Task to complete
Leave the pictures in the listing below aside and reproduce exactly the lines starting with the one with "Spot the green" and going on through the one with "Target: green plant", both ends included.
Records for processing: Begin
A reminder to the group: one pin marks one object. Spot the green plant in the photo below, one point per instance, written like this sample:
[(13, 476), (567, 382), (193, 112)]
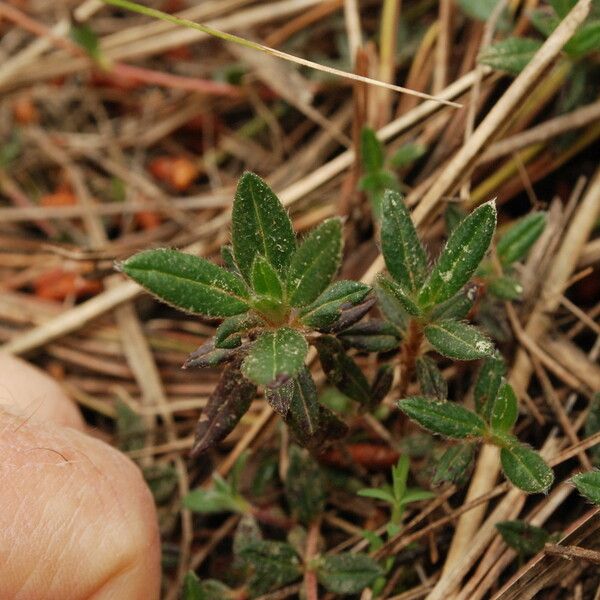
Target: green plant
Records for processing: End
Records for processing: Begin
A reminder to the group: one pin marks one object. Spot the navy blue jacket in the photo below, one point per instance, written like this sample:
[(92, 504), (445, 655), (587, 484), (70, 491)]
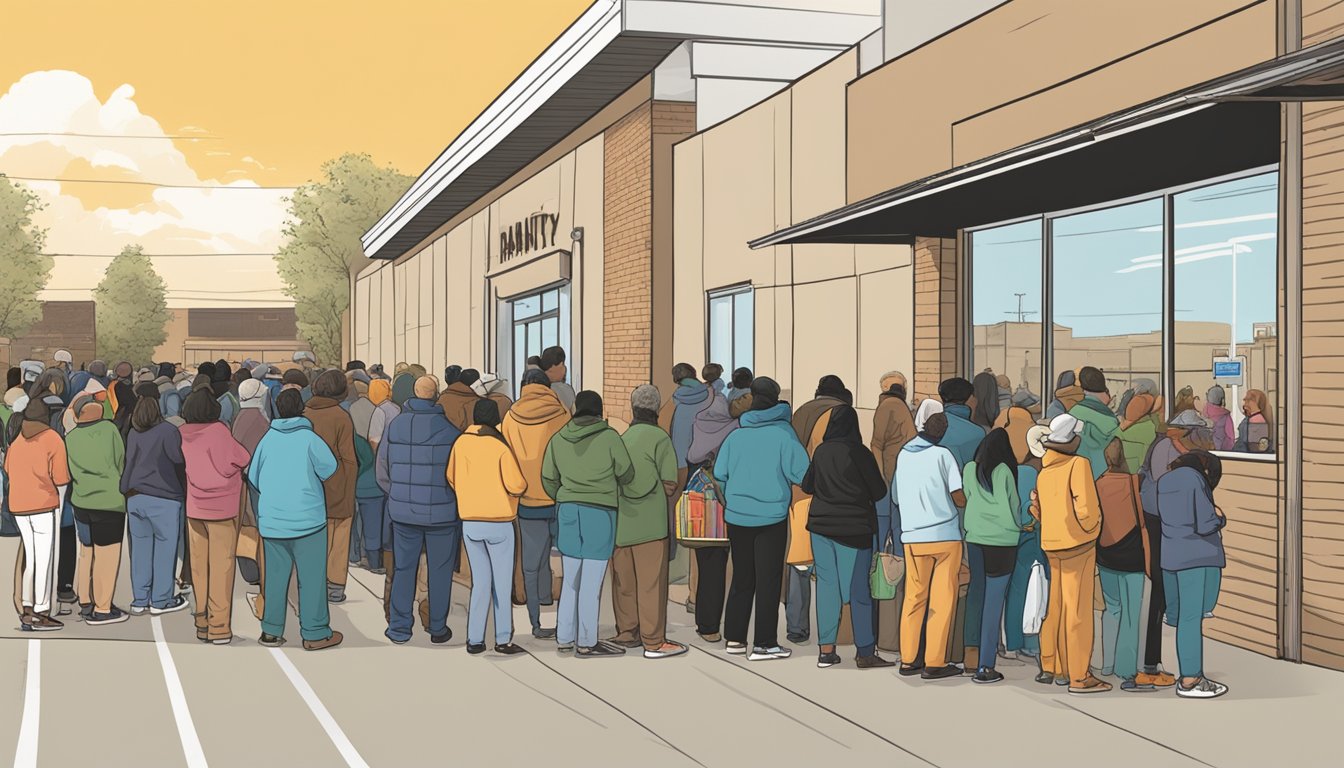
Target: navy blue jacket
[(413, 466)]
Records for processing: End
Answer for the task
A reminder to the group: one pin marks one object. Spot the green plant in the photo below, one point per instance, written like this sample:
[(13, 476), (567, 382), (193, 112)]
Target: green plant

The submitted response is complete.